• QUOTED PASSAGE
★ ★ ★ ★ ★

The National Basketball League (NBL) is a men's semi-professional basketball league in New Zealand.

In 1981, a group of club and provincial teams came together to create a men's national basketball league. The following year, the league was brought under the management of the New Zealand Basketball Federation. The league quickly grew in size and popularity due to the influx of sponsors and American import players. The early 1990s held dwindling fortunes for New Zealand basketball, with reduced TV coverage, sponsorships, and crowd numbers. The sport's popularity increased in the 2000s with the success of the Tall Blacks and the introduction of the New Zealand Breakers in the Australian NBL.

In the early days, Auckland, Canterbury and Wellington were the benchmark teams of the league. During the 1990s, Auckland and Nelson were the teams to beat, before Waikato joined Auckland as the dominant sides during the 2000s. During the 2010s, Wellington and Southland became the league's premier teams.

★ ★ ★ ★ ★

• DATASET ENTRIES
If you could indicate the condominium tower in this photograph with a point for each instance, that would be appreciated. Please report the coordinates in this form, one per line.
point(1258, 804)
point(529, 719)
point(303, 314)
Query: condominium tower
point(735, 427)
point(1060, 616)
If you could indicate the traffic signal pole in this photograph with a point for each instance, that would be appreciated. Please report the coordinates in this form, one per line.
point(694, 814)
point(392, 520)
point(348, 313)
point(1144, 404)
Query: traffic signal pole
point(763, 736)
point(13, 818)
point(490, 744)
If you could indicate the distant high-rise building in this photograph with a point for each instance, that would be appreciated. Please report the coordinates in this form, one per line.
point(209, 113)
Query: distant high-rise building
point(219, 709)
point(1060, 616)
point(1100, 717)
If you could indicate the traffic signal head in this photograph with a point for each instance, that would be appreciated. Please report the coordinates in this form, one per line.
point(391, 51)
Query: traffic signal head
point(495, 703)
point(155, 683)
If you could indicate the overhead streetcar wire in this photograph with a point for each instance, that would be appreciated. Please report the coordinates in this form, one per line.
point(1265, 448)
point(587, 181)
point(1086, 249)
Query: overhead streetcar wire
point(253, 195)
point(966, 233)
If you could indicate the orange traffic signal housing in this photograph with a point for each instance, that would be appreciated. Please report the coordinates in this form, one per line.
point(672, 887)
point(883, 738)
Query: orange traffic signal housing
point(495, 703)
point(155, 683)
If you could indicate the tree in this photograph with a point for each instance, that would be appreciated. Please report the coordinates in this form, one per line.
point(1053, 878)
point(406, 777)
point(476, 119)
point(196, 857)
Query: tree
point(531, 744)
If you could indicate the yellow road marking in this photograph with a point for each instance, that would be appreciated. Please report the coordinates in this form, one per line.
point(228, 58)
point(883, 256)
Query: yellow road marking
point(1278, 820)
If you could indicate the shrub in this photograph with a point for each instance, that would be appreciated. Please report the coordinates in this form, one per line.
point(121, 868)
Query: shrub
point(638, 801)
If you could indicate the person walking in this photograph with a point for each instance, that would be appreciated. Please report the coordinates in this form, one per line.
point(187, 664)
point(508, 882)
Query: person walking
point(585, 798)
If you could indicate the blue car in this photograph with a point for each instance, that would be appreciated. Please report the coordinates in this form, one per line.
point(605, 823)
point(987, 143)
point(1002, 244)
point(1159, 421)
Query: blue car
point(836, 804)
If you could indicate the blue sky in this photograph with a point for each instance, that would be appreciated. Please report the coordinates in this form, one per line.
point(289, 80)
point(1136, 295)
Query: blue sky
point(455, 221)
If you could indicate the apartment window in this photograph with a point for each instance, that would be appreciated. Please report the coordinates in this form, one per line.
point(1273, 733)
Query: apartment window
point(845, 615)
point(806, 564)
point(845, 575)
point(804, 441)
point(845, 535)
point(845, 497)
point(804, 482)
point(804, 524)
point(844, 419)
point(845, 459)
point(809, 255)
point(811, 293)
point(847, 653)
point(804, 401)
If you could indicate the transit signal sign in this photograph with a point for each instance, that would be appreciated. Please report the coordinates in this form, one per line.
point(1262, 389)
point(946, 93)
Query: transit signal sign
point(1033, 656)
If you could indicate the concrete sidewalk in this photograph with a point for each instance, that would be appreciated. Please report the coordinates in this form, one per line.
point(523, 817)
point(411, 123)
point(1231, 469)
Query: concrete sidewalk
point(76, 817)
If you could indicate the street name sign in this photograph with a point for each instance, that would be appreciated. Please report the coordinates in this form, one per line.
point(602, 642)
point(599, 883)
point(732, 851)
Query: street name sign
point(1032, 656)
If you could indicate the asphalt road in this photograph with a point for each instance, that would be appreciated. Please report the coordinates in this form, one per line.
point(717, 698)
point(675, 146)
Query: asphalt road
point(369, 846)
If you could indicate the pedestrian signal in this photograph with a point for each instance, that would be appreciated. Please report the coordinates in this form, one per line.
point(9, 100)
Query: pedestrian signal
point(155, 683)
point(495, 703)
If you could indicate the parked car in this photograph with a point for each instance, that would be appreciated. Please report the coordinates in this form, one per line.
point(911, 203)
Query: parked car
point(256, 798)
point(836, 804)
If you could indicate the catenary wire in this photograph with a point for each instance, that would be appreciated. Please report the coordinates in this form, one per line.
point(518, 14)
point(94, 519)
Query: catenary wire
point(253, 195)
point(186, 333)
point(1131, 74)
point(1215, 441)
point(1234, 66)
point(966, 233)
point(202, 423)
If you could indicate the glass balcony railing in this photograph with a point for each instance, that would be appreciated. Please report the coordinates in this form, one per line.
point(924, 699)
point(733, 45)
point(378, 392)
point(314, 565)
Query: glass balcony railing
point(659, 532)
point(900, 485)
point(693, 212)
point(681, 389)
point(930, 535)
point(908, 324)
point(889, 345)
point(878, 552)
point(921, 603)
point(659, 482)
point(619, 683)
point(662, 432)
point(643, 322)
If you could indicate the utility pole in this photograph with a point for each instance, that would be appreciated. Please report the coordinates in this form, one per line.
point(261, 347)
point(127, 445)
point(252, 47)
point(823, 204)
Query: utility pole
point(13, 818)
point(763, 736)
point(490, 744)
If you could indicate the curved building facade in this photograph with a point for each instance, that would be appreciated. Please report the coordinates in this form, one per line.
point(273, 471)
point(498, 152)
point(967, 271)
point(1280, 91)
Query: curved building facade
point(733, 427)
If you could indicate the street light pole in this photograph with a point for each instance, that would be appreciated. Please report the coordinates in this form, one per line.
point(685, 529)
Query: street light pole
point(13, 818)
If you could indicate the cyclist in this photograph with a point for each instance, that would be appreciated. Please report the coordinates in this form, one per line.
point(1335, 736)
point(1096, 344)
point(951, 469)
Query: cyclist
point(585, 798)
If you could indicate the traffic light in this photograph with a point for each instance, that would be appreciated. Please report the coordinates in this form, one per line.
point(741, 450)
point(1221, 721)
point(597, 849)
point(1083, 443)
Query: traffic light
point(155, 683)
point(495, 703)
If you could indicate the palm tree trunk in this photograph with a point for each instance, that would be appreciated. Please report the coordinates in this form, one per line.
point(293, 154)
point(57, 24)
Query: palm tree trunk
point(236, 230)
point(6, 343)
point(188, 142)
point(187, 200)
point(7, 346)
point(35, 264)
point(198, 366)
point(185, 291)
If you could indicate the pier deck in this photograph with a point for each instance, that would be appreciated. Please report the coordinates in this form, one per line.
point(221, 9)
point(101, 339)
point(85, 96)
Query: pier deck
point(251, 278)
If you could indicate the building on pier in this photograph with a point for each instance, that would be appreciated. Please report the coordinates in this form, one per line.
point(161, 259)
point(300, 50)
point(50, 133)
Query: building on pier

★ ★ ★ ★ ★

• EXERCISE REQUIREMENTS
- a) According to the text on New Zealand's NBL, which organization took over management of the league the year after it was formed?
- b) Return the section of the text on New Zealand's NBL starting with "In the early" and going on through "league's premier teams.".
- c) List every team that the text on New Zealand's NBL names as a benchmark, dominant, or premier side of the league.

• THE RESPONSES
- a) The New Zealand Basketball Federation.

- b)
In the early days, Auckland, Canterbury and Wellington were the benchmark teams of the league. During the 1990s, Auckland and Nelson were the teams to beat, before Waikato joined Auckland as the dominant sides during the 2000s. During the 2010s, Wellington and Southland became the league's premier teams.

- c) Auckland, Canterbury, Wellington, Nelson, Waikato, Southland